The complete listing should be restated exactly.

━━ EXTRACTED DATA ━━

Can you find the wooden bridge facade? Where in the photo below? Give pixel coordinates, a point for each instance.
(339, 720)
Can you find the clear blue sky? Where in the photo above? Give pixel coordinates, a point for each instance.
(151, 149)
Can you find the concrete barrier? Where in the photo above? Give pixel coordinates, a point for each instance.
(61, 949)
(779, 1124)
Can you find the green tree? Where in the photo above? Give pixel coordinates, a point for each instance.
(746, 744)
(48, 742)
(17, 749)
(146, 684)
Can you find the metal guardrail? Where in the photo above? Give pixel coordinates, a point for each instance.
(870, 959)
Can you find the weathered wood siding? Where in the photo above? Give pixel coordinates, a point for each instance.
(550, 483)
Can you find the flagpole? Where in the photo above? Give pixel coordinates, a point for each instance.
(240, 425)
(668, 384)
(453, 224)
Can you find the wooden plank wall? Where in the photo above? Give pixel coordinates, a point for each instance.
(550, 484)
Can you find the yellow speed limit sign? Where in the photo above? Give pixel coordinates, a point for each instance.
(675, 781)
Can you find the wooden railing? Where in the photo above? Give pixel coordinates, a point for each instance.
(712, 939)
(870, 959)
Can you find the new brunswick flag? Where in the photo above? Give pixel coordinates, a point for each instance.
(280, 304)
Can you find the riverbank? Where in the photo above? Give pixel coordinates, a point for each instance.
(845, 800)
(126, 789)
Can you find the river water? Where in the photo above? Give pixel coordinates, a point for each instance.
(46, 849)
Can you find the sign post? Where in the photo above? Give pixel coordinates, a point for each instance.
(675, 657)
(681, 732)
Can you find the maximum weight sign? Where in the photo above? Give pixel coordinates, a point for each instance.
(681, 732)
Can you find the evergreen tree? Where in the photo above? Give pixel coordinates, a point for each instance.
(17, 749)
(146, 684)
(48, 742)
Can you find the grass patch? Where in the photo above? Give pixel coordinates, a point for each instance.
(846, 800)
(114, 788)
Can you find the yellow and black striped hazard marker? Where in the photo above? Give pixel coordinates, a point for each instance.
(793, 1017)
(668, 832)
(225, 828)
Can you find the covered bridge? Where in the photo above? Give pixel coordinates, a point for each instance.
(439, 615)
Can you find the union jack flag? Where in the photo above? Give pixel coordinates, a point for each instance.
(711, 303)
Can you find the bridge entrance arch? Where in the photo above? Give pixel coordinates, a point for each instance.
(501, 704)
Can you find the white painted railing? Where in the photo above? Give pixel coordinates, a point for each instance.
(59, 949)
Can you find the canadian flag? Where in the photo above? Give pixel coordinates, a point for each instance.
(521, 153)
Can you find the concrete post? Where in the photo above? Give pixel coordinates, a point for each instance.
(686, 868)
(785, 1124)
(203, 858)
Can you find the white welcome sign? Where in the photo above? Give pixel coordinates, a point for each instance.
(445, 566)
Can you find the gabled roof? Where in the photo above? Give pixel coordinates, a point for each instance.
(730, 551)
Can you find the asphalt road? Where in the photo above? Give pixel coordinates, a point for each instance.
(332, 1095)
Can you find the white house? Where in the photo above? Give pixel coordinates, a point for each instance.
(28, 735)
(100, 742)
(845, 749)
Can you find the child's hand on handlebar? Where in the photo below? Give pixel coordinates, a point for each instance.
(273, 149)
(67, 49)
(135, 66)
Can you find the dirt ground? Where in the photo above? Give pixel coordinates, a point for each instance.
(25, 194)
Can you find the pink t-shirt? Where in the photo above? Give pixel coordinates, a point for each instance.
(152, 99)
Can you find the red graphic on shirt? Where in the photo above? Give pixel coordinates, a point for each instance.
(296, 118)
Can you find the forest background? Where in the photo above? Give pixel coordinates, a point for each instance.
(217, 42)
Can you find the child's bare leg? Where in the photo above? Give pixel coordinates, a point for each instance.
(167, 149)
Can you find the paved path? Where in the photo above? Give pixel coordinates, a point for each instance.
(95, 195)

━━━

**EXERCISE RESPONSE**
Can you find the wooden bridge facade? Where in the photo below? Give pixel coordinates, a point for each instance.
(339, 720)
Can you find the clear blue sky? Where in the photo above? Give pixel coordinates, a point for each instance.
(151, 149)
Can you find the concrete barrier? Where in the photo above? Give pixel coordinates, a point for each instance.
(61, 949)
(779, 1124)
Can you find the green tree? Where in the photo above? Give pixel coordinates, a point for each instance.
(746, 744)
(48, 742)
(17, 749)
(146, 684)
Can you find the metal guardrail? Where in the photo above? Give pixel coordinates, a point for each instance.
(870, 959)
Can you find the weathered wood siding? Where in the photo above? Give pixel coordinates, a point for each instance.
(550, 483)
Can you find the flagpole? Where in the photo above? Give pixel coordinates, a point for each instance.
(240, 425)
(668, 384)
(453, 224)
Can you find the wooden plank wall? Where in the photo above? Give pixel coordinates, a point for each instance.
(550, 484)
Can you find the yellow speed limit sign? Where in the photo above? Give pixel coordinates, a point for each instance.
(675, 781)
Can you find the wooden railing? Where in the photo above? Give pixel coordinates, a point for each instance.
(712, 939)
(870, 959)
Can you find the new brunswick flag? Where in the photo above? Give pixel coordinates, a point for each instance.
(280, 304)
Can you find the riverbank? Where in the photo above? Give pixel coordinates, a point for each instance.
(845, 800)
(126, 789)
Can you find the river water? Where in the photo above? Give pixel coordinates, a point for each instance.
(46, 849)
Can you find the sign post? Where in the photo above? Give pixel coordinates, a point for each instance.
(675, 657)
(681, 732)
Can you find the maximum weight sign? Where in the photo above? Give pixel coordinates, a point for each instance.
(681, 732)
Can you find the evergreen tree? Where in the photo above? Give pixel coordinates, a point for each instance.
(17, 749)
(146, 684)
(48, 742)
Can you find the grass patch? Where in the photo above? Give pixel coordinates, a point for each instance.
(846, 800)
(114, 788)
Can you find the yellow and black striped hazard marker? Where in the photo above? Give pixel coordinates, a point for each instance.
(793, 1017)
(668, 832)
(225, 828)
Can you find the covered bridge? Where in the photo above? Give pixel coordinates, a point for each instance.
(439, 615)
Can you find the union jack flag? Where in the photo above? Give pixel coordinates, a point for each instance.
(711, 303)
Can you find the bridge entrance arch? Where in the photo above? Give pixel coordinates, a point for each instance.
(501, 704)
Can you find the white painted railing? Where in the photo above? Give pixel coordinates, a point for each instance.
(59, 949)
Can you find the canadian flag? Where in the photo above? Give pixel coordinates, a point for each instance.
(521, 153)
Can you find the concrete post? Where in the photo above? Give pixel coordinates, a point for each instance.
(686, 868)
(785, 1124)
(203, 858)
Can you find the white welcome sign? Where in the photo above? Give pixel coordinates, a point for each instance.
(445, 566)
Can you find the gabled roof? Where in the photo above? Give pixel coordinates, a point for each instance.
(730, 551)
Can you find the asphalt road? Where in the photo above? Give pixel coordinates, a point for each instance.
(332, 1095)
Can you find the white house? Where in the photo above? Give pixel coordinates, a point for each instance.
(28, 735)
(100, 742)
(845, 749)
Can you find the child's hand on handlebar? Where in the photo below? Give pixel coordinates, a point for each instance.
(273, 149)
(67, 49)
(135, 66)
Can you find the dirt ground? Where in the photo above? Give pixel coordinates, a point for each instance.
(25, 194)
Can you find the pink t-shirt? Where in the photo above? Give pixel coordinates, a point for each instance.
(152, 99)
Can you find the red graphic on shirt? Where in the photo above? Give pixel coordinates, a point for each instance.
(296, 118)
Can you find the forest background? Where in the photo above? Give pixel coordinates, a point for each instance.
(217, 42)
Can you find the child's bare leg? Where in the photo above? Give pixel coordinates, a point for each instance.
(167, 149)
Can you find the paved path? Where in the photo above? Give pixel coordinates, a point for each instance.
(95, 195)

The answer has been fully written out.